Hospital de Guarnição de São Gabriel da Cachoeira (AM) atende população de 45 mil pessoas de até 23 etnias. Adaptações incluem leitos em rede e liberação de pajés.
Lana Torres, G1 Campinas e Região — São Gabriel da Cachoeira, AM
O leito de UTI mais próximo a São Gabriel da Cachoeira (AM), cidade com maior percentual de população indígena do Brasil, fica a duas horas de voo, em Manaus (AM). Alguns exames, como biopsias e sorologias, também só a capital oferece, e é uma viagem ainda mais longa até os resultados retornarem. Num município com dimensões territoriais superiores a muitos países (são 109 mil km²), e comunidades indígenas praticamente isoladas na floresta, o desafio de oferecer atendimento de saúde de média complexidade a toda a população da região cabe a um único hospital.
Em São Gabriel da Cachoeira para acompanhar o inédito vestibular indígena da Unicamp, que será realizado no domingo (2), o G1 foi conhecer a rotina da unidade que é estadual, gerenciado pelo Exército e se adapta no dia a dia para atender brasileiros de até 23 etnias indígenas diferentes e que, muitas vezes, não falam o português.
De acordo com a tenente coronel Cristine Souza Lima, sub-diretora do Hospital de Guarnição de São Gabriel, mesmo com a carência de pessoal e as dificuldades geográficas, a unidade atende uma população de 45 mil habitantes, 90% dela composta por indígenas.
Redeterapia
Os profissionais militares, vindos voluntariamente ou por serviço obrigatório de várias partes do Brasil, oferecem o conhecimento que têm em saúde para os pacientes, mas também o aprimoram no contato com a população local.
Foi a partir do comportamento de uma indígena, por exemplo, que improvisou uma minirrede com um lençol para acalmar o filho internado na pediatria, que o hospital aderiu à redeterapia para os leitos de recém-nascidos.
“A redinha, por ter este formato abaulado, quando a criança está lá, ela lembra o útero da mãe, então, dá um conforto para a criança. Além disso, ajuda a ganhar peso e melhora a recuperação de infecções porque, como ela fica compactada na redinha, ela se movimenta menos, e se estressa menos”, explica a enfermeira pediátrica paranaense Katerin Martins Demozzi.

» **Entradas**:
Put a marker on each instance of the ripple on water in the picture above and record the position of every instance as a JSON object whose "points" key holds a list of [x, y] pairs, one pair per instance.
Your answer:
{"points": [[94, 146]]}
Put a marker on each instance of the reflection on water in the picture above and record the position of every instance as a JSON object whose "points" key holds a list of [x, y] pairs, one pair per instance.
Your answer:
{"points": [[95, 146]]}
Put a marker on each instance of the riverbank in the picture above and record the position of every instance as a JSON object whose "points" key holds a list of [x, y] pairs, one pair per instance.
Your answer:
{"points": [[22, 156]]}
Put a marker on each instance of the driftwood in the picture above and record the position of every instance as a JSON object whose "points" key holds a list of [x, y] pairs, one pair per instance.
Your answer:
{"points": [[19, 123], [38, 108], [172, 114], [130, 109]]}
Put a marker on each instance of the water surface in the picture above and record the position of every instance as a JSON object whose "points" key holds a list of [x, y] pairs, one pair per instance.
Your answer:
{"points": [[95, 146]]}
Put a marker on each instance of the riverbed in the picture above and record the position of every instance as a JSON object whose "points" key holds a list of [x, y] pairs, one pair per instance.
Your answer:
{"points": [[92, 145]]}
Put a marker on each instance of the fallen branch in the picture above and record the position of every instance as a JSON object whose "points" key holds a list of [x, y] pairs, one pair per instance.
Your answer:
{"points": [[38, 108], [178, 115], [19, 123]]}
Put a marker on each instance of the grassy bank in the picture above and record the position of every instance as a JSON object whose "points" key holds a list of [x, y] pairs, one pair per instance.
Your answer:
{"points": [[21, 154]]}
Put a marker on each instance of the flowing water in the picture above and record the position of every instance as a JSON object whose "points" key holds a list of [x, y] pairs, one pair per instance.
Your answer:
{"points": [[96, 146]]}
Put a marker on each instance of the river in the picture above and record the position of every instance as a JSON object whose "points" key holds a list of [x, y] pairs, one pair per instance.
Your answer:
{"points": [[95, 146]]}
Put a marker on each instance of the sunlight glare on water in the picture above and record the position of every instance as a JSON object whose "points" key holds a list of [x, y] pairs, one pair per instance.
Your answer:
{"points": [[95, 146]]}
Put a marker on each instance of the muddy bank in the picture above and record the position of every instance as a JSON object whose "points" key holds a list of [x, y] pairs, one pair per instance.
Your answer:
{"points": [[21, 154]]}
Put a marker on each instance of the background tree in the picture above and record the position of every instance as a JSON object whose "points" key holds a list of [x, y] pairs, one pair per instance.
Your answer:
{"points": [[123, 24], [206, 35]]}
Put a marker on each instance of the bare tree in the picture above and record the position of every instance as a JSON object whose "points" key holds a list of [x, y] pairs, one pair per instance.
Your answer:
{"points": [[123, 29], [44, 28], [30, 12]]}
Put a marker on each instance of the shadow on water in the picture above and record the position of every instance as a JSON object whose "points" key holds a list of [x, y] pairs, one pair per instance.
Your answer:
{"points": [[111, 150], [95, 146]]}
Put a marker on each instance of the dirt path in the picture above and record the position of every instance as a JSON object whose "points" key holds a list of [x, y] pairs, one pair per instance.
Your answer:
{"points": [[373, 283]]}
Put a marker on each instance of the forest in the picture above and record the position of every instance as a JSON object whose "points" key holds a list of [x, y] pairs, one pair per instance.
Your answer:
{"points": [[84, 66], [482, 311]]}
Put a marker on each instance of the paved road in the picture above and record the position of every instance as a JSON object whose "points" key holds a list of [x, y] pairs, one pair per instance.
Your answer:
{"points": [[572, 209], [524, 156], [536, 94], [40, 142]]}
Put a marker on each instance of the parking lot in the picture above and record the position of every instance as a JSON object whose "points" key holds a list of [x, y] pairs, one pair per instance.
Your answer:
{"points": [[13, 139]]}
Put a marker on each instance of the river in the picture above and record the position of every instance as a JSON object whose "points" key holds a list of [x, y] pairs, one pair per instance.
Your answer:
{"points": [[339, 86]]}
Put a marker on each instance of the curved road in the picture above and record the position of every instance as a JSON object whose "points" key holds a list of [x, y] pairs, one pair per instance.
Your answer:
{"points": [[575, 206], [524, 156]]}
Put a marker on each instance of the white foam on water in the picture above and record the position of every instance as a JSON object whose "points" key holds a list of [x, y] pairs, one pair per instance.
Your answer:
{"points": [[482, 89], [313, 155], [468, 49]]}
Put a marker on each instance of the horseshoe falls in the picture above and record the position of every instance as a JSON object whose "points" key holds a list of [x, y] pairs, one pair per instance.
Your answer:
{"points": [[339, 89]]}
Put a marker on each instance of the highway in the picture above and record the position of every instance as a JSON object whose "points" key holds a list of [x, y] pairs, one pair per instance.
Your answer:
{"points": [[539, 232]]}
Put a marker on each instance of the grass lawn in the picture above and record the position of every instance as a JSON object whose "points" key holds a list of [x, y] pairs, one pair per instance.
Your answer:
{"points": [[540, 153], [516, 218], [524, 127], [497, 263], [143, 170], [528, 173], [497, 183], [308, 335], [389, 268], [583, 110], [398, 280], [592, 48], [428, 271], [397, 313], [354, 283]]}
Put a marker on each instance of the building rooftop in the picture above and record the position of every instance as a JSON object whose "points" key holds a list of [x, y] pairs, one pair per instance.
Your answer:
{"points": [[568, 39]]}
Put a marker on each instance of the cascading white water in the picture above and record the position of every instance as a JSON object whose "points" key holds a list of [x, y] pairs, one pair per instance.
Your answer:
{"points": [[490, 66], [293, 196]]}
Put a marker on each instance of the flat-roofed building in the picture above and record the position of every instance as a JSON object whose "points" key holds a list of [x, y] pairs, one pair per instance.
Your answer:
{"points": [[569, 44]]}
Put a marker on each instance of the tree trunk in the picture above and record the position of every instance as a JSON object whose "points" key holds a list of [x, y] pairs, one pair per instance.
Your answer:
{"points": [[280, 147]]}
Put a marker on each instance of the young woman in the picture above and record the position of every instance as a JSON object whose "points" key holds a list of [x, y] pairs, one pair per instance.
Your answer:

» **Tarefas obrigatórias**:
• a. De acordo com o texto sobre o hospital, em que cidade fica o leito de UTI mais próximo a São Gabriel da Cachoeira?
• b. Reproduza do texto sobre o hospital o trecho que começa em "Foi a partir" e vai até "leitos de recém-nascidos.", incluindo essas palavras.

» **Lista de respostas**:
• a. Em Manaus (AM), a duas horas de voo.

• b.
Foi a partir do comportamento de uma indígena, por exemplo, que improvisou uma minirrede com um lençol para acalmar o filho internado na pediatria, que o hospital aderiu à redeterapia para os leitos de recém-nascidos.